_Exercise_.
In the records below, find the line that contains "coin cluster, imagine". Retype that line and all the lines after it through the end, leaving out the pictures.

_Dataset entries_.

-*-

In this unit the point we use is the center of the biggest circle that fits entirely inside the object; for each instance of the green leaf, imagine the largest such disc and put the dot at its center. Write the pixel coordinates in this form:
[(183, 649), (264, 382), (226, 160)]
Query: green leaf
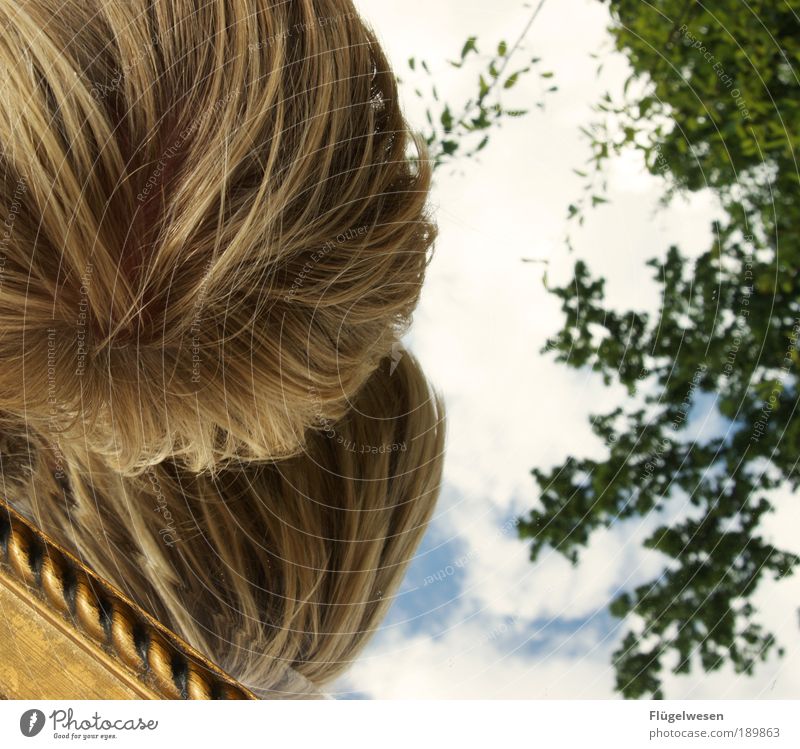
[(469, 46)]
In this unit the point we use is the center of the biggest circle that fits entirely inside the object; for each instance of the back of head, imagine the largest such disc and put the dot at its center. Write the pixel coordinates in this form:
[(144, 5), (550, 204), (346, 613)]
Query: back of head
[(281, 571), (215, 227)]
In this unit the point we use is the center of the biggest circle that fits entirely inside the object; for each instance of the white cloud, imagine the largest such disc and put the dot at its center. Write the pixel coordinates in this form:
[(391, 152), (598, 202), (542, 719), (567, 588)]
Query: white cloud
[(483, 318)]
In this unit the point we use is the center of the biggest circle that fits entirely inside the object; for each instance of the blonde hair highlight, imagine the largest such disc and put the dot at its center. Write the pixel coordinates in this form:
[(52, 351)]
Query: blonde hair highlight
[(217, 229)]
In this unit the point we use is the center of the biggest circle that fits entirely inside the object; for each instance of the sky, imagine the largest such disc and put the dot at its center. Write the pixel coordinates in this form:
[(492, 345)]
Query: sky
[(474, 618)]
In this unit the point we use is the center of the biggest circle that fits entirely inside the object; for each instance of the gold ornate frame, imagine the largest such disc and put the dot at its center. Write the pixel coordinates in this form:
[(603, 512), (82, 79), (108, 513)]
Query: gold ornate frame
[(65, 633)]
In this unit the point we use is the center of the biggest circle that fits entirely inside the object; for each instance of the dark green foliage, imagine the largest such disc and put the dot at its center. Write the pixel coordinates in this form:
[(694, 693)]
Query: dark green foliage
[(464, 131), (712, 102)]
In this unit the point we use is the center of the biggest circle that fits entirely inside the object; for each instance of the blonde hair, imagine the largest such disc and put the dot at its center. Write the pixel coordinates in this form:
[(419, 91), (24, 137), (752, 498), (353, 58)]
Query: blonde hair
[(217, 230), (213, 212)]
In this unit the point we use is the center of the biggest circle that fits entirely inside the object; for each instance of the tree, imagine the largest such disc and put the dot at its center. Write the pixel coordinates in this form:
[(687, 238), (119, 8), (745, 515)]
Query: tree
[(459, 133), (712, 101)]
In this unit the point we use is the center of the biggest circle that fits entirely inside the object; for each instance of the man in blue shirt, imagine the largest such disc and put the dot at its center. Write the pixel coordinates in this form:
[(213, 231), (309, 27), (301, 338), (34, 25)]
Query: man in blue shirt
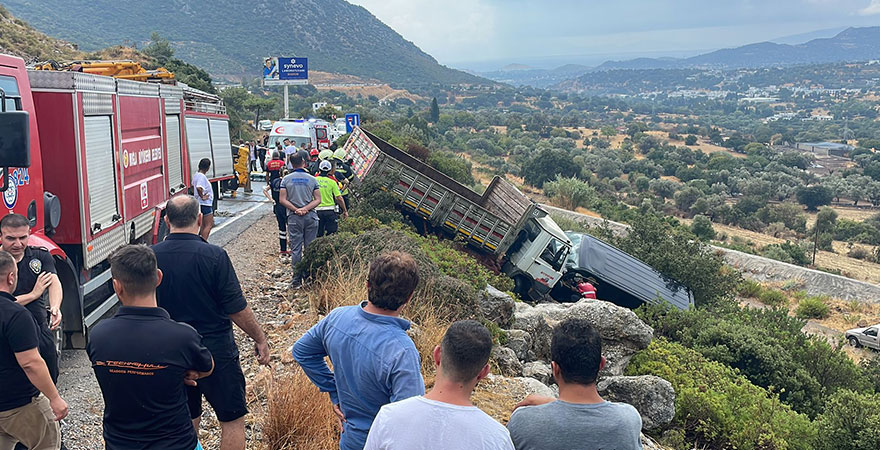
[(374, 361), (300, 194)]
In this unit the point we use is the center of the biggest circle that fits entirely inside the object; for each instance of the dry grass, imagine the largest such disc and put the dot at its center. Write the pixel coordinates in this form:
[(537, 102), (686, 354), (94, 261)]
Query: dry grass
[(298, 415)]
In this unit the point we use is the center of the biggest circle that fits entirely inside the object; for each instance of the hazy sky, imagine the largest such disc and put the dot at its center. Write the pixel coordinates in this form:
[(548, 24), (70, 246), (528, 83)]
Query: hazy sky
[(466, 33)]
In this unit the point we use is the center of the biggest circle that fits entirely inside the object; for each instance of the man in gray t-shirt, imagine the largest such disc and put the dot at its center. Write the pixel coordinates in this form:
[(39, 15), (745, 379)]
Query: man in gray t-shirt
[(580, 419), (300, 195)]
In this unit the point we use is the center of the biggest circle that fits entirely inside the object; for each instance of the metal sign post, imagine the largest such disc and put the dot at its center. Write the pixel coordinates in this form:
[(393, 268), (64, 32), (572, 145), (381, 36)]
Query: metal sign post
[(285, 71)]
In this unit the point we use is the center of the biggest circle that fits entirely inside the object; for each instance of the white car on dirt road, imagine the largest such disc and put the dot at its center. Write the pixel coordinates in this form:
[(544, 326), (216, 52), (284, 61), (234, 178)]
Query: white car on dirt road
[(864, 337)]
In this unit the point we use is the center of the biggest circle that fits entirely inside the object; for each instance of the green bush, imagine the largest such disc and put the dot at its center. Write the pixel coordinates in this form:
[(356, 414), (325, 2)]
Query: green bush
[(458, 264), (851, 421), (749, 288), (766, 346), (772, 297), (569, 193), (702, 228), (812, 307), (716, 407)]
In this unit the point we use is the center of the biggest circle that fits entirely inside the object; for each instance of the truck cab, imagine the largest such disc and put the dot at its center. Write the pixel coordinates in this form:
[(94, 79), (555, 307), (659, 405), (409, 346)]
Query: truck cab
[(865, 337), (539, 254)]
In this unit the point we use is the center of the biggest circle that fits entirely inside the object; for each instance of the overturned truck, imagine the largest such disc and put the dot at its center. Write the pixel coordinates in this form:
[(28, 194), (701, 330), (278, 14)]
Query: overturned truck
[(504, 226)]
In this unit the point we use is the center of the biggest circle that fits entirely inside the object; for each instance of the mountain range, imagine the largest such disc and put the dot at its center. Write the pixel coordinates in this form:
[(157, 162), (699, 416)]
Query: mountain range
[(229, 38), (851, 44)]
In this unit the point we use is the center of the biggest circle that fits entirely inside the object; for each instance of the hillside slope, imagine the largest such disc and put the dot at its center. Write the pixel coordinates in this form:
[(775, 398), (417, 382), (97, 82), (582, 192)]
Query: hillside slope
[(230, 37), (20, 39), (852, 44)]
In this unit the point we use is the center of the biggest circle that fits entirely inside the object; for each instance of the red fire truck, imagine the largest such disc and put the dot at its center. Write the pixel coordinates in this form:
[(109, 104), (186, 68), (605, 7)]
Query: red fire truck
[(91, 161)]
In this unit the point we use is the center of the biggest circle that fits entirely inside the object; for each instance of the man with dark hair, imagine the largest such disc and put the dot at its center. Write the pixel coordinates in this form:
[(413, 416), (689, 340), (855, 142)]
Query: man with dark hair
[(25, 415), (580, 418), (37, 279), (200, 288), (272, 191), (142, 358), (300, 194), (461, 360), (331, 198), (374, 361), (205, 193)]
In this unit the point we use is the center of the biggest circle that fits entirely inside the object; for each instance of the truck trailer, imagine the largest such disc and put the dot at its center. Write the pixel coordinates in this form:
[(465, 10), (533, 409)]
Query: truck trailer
[(91, 161), (502, 223), (512, 230)]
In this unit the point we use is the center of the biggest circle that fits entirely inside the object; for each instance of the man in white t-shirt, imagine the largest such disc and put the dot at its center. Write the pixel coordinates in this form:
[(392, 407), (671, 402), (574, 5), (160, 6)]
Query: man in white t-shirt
[(205, 195), (445, 417)]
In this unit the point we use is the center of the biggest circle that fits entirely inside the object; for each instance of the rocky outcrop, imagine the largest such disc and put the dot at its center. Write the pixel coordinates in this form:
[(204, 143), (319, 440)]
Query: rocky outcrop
[(538, 370), (505, 362), (496, 306), (623, 333), (520, 342), (652, 396)]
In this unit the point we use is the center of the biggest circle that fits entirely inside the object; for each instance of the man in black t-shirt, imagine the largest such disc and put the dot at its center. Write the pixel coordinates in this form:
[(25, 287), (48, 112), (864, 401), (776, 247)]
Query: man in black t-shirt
[(199, 287), (37, 279), (25, 415), (141, 358)]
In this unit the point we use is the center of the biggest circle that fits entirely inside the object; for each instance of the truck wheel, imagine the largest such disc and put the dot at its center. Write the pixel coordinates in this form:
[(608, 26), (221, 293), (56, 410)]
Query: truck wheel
[(521, 288)]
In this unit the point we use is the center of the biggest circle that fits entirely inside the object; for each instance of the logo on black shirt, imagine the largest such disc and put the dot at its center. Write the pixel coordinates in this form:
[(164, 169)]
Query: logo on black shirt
[(36, 265)]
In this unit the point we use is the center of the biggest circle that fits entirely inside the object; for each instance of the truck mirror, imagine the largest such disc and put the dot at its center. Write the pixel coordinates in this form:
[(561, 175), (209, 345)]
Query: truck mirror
[(15, 139)]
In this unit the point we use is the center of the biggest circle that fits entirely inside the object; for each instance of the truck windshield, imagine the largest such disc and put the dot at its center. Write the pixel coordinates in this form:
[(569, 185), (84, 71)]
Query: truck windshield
[(10, 87), (554, 254)]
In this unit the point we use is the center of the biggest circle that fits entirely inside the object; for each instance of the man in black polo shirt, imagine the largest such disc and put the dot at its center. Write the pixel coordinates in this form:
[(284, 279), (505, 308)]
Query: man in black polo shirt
[(37, 278), (200, 288), (140, 357), (25, 415)]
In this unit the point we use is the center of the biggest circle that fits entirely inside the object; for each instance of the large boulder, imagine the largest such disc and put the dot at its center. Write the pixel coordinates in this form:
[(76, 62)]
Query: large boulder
[(538, 370), (520, 342), (623, 333), (537, 320), (505, 362), (652, 396), (496, 306)]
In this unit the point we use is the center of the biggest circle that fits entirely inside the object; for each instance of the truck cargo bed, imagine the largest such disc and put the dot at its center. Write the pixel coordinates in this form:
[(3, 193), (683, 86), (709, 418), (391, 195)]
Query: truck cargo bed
[(489, 222)]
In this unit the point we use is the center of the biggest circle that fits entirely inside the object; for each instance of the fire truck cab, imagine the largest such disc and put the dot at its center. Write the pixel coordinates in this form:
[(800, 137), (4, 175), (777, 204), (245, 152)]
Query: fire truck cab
[(91, 161)]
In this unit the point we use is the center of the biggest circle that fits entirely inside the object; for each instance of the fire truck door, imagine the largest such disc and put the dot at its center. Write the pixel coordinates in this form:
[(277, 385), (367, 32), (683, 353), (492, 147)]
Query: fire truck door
[(175, 168), (100, 172)]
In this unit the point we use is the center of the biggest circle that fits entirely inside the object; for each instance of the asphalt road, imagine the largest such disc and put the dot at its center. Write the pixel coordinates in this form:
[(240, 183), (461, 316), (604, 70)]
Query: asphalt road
[(77, 384)]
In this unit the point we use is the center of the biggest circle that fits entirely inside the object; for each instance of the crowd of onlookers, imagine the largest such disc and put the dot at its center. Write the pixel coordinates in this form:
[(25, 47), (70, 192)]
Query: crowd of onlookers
[(170, 345)]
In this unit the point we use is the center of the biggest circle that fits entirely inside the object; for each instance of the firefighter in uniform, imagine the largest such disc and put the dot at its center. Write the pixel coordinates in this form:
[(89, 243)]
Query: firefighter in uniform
[(328, 219), (37, 279), (344, 174), (275, 167)]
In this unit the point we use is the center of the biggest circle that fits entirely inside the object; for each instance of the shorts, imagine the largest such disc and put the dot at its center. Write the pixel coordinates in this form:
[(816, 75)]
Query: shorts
[(224, 388), (33, 425)]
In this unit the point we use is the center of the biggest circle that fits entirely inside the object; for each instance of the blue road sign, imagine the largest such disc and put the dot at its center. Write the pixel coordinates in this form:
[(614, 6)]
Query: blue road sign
[(293, 68), (351, 121)]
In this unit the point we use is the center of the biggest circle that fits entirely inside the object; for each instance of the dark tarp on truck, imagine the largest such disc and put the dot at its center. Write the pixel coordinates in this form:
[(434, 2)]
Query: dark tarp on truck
[(622, 278)]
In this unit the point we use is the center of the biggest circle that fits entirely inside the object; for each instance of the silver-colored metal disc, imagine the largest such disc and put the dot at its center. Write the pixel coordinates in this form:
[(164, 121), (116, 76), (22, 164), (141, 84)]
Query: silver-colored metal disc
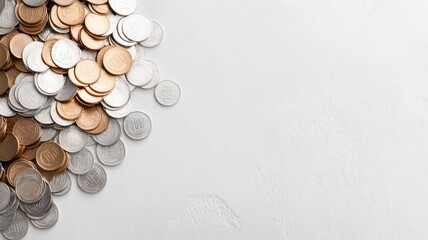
[(167, 93), (137, 125), (111, 155), (66, 53), (81, 162), (93, 181)]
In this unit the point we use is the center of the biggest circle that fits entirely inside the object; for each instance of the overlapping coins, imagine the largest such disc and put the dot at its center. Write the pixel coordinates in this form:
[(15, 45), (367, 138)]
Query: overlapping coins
[(67, 71)]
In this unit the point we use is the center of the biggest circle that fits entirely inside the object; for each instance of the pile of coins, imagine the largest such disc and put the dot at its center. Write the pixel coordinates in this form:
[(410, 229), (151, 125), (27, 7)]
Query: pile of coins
[(67, 72)]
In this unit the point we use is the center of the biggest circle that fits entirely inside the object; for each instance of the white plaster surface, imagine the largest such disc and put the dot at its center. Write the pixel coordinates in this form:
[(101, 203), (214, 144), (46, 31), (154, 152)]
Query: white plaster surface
[(299, 120)]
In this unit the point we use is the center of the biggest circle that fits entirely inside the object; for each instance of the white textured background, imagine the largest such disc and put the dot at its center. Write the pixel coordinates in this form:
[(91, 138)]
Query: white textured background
[(300, 120)]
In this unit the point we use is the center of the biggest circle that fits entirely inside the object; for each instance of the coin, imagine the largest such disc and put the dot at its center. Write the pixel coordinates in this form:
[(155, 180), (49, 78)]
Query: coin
[(111, 155), (93, 181), (81, 162), (137, 125), (167, 93)]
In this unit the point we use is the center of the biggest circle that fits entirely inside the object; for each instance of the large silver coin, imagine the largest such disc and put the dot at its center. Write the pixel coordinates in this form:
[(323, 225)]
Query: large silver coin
[(93, 181), (111, 155), (4, 196), (123, 7), (137, 27), (137, 125), (71, 140), (19, 227), (167, 93), (49, 220), (156, 36), (81, 162), (111, 135), (66, 53)]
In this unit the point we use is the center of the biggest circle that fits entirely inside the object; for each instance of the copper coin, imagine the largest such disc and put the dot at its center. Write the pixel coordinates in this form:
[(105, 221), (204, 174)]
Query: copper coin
[(28, 131), (87, 71), (47, 53), (70, 110), (117, 61), (72, 14), (105, 84), (97, 24), (50, 156), (9, 147), (90, 118), (17, 44)]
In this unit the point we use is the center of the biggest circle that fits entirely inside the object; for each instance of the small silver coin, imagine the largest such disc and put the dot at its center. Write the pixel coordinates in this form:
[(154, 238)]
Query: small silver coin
[(81, 162), (71, 140), (66, 53), (137, 125), (111, 135), (156, 36), (49, 220), (167, 93), (111, 155), (93, 181)]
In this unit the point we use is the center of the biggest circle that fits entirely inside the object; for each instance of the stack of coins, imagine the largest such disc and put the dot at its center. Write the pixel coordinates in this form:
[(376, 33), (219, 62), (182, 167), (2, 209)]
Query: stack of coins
[(68, 70)]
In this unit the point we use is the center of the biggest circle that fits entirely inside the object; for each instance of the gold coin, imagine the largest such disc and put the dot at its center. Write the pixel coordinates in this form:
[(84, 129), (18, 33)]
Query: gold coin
[(105, 84), (73, 14), (89, 42), (50, 156), (90, 118), (4, 83), (70, 110), (87, 71), (28, 131), (9, 147), (17, 44), (97, 24), (117, 61)]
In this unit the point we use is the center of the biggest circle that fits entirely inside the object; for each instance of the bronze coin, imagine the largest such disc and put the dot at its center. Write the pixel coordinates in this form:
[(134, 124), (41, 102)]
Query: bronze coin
[(117, 61), (28, 131)]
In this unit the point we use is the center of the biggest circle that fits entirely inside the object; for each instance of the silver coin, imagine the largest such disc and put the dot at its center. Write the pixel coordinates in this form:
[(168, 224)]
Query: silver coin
[(6, 221), (71, 140), (111, 135), (155, 78), (66, 53), (119, 96), (68, 91), (34, 3), (48, 134), (19, 227), (167, 93), (93, 181), (111, 155), (49, 220), (44, 117), (49, 82), (123, 7), (29, 185), (60, 182), (35, 61), (121, 112), (7, 16), (137, 125), (137, 27), (4, 196), (38, 209), (30, 97), (5, 109), (140, 74), (57, 118), (81, 162), (156, 36)]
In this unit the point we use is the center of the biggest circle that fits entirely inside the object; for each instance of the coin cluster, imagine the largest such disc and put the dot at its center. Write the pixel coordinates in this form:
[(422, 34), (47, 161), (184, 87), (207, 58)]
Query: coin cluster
[(67, 72)]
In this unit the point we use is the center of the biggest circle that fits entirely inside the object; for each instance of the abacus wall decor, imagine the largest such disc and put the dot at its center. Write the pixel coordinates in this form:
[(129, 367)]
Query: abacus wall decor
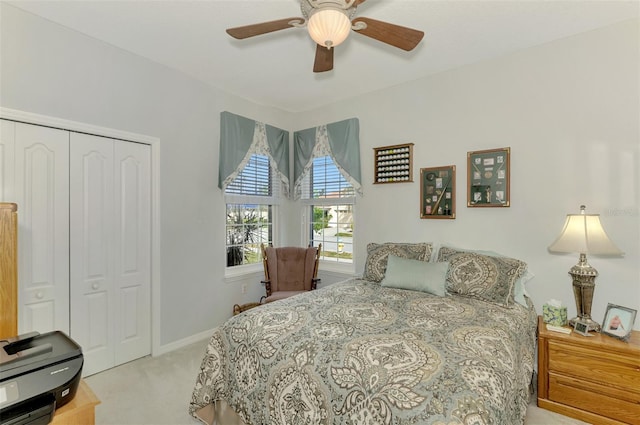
[(393, 164), (438, 192)]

-*-

_Worked answer_.
In this unit the point we use is the center of the biggest circle that fits entirely inside the object; for each instance of the coin cluster, imagine the largest such disc and put the dot at its center. Write the pixel coordinates in this form:
[(422, 34), (47, 161), (184, 87), (207, 58)]
Query: coin cluster
[(67, 72)]
In this unit the point we use is the center of the biggest circle that fits entirely inside the object; for each instance of the abacus wall decor, imagine the largest such disc and put the dot at its center. Write the pixel coordinates in this form:
[(129, 367)]
Query: abacus wall decor
[(393, 164), (438, 192)]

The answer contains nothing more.